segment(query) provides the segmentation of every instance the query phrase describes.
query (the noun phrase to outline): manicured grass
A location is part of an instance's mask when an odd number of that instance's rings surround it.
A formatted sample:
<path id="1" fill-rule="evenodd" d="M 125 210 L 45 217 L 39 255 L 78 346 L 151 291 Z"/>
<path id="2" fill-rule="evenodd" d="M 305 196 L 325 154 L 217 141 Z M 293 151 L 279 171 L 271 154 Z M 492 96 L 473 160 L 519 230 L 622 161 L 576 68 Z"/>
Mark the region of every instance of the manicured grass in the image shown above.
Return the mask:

Challenge: Put every line of the items above into a Markdown table with the columns Index and Text, numbering the rows and skipping blank lines.

Exercise output:
| Index | Text |
|---|---|
| 1 | segment(query) provides the segmentation of every instance the query phrase describes. |
| 2 | query (the noun phrase to outline): manicured grass |
| 3 | A location is part of an instance's mask when an odd number of that instance's rings surround it. |
| 4 | A formatted sample: |
| 5 | <path id="1" fill-rule="evenodd" d="M 125 210 L 45 217 L 39 255 L 78 346 L 151 291 Z"/> |
| 6 | <path id="2" fill-rule="evenodd" d="M 305 196 L 325 154 L 217 141 Z M 293 151 L 279 171 L 271 154 Z M 492 96 L 473 160 L 519 230 L 622 161 L 576 68 Z"/> |
| 7 | Mark the region of every instance of the manicured grass in the image shown above. |
| 8 | Return the mask: |